## [Exercise description]
Word for word, transcribe the lines from the one containing "Where can the black riding" through the end of the entries, both included, and nothing else.

Stored data entries:
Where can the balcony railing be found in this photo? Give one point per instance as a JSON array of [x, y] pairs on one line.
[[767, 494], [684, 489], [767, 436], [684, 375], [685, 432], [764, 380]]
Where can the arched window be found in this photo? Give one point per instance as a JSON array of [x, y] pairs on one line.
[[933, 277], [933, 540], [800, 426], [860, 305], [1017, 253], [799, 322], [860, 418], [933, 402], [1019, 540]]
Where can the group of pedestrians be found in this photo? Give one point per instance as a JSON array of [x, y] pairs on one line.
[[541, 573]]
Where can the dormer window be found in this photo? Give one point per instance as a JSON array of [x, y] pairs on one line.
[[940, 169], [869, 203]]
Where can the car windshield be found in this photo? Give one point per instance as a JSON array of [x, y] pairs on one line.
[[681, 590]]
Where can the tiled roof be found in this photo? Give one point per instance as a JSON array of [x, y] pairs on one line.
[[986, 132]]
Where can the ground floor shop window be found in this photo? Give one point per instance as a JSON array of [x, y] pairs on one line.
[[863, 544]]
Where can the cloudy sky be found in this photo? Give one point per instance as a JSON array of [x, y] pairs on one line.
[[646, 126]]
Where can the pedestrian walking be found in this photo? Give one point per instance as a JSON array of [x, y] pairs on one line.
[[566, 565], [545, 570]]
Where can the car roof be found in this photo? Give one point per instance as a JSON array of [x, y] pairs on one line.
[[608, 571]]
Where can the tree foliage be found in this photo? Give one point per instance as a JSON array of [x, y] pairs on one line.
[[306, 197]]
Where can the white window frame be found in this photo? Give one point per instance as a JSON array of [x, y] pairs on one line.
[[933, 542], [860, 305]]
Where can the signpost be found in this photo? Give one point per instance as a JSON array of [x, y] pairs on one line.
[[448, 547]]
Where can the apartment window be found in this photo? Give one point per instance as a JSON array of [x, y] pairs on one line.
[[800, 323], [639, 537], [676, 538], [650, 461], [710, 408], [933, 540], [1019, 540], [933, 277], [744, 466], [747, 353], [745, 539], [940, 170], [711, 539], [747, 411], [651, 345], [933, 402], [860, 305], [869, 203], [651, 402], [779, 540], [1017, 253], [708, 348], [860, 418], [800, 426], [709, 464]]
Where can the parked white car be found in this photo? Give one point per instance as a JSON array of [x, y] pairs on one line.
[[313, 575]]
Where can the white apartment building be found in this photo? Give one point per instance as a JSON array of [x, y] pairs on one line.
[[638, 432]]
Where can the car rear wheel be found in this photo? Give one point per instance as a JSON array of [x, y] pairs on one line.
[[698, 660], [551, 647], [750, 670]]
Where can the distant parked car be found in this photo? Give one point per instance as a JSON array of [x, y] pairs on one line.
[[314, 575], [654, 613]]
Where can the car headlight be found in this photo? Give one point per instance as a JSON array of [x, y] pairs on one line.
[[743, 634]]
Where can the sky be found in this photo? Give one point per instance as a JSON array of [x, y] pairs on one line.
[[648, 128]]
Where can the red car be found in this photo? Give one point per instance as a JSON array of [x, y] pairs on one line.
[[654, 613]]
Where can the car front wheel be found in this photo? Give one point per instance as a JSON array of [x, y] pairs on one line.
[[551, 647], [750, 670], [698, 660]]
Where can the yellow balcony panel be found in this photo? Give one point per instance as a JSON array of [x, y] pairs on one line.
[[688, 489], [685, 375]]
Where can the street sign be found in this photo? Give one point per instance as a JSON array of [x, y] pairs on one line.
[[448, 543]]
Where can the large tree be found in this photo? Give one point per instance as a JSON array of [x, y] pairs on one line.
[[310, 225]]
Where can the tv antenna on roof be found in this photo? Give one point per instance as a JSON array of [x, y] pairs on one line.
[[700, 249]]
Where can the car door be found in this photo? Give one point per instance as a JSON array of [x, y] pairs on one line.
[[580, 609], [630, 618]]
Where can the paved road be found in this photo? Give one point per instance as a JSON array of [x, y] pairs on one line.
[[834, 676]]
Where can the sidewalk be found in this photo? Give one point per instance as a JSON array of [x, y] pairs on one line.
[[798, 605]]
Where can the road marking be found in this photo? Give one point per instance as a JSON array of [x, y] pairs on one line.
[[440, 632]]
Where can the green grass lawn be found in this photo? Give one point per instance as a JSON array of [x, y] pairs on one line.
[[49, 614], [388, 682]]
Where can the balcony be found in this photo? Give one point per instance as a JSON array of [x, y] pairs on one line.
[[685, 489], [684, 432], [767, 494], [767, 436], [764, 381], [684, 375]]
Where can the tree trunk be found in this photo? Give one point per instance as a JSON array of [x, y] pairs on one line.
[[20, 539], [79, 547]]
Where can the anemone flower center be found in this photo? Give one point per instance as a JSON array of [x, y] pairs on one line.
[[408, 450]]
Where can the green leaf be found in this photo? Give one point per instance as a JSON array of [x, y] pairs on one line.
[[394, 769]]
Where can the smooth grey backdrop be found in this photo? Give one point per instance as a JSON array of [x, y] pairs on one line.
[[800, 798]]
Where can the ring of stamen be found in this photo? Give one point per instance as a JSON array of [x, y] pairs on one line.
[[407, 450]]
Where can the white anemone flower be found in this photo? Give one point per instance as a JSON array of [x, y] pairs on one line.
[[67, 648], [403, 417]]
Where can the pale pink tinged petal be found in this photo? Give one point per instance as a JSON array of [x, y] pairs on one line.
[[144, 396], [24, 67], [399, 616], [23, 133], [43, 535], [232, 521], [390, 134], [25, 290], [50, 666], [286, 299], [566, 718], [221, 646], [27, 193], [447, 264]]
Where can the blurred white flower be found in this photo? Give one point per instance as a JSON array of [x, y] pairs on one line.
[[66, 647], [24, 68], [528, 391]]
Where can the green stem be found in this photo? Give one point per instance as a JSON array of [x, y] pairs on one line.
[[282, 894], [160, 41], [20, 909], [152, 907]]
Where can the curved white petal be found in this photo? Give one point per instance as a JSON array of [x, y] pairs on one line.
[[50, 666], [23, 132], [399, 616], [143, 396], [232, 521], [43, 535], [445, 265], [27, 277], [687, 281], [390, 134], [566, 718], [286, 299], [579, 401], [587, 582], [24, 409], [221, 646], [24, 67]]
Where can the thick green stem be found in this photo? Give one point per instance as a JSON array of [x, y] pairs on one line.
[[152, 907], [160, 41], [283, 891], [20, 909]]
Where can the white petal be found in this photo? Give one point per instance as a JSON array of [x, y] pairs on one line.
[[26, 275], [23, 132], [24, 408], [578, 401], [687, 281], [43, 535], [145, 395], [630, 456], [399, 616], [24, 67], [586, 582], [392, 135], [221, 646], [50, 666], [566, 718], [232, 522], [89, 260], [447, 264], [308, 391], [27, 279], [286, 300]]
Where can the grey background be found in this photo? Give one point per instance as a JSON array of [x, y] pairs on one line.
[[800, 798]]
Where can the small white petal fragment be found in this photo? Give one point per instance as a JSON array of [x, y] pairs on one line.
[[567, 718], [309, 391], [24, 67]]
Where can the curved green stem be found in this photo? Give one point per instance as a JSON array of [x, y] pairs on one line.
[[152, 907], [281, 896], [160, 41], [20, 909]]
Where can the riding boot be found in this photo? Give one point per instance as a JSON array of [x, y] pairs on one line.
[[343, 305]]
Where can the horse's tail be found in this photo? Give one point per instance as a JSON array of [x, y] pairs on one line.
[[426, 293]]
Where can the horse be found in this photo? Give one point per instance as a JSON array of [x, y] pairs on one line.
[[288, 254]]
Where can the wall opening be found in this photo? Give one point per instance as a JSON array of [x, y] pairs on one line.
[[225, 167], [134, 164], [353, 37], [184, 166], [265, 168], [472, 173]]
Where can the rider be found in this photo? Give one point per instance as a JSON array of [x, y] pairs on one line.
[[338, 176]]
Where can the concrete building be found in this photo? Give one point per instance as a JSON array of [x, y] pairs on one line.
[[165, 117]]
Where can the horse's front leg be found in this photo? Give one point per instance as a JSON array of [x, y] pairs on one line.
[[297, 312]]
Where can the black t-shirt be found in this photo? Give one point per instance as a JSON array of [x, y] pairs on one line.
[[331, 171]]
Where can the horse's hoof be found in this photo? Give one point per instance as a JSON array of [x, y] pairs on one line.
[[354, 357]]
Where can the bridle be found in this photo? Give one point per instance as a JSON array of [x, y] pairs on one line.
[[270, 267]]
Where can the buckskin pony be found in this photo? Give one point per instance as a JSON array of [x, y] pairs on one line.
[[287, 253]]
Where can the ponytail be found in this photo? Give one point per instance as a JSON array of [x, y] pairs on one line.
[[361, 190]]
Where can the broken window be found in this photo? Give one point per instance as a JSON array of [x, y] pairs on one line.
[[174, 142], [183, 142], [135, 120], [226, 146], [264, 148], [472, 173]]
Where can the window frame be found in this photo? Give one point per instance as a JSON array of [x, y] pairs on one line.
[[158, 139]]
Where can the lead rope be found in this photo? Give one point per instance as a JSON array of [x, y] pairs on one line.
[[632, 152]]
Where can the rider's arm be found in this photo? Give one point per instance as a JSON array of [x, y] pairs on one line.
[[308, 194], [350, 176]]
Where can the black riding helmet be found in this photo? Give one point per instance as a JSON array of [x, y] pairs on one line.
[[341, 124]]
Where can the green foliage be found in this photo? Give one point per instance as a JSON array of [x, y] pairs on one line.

## [Your response]
Where can the black riding helmet be found in this photo? Give one point per instance as a JSON array of [x, y] pairs on one line.
[[341, 124]]
Where can the green foliage be found in this photo? Give one point per instance as a JSON array of [x, y] pairs on one line.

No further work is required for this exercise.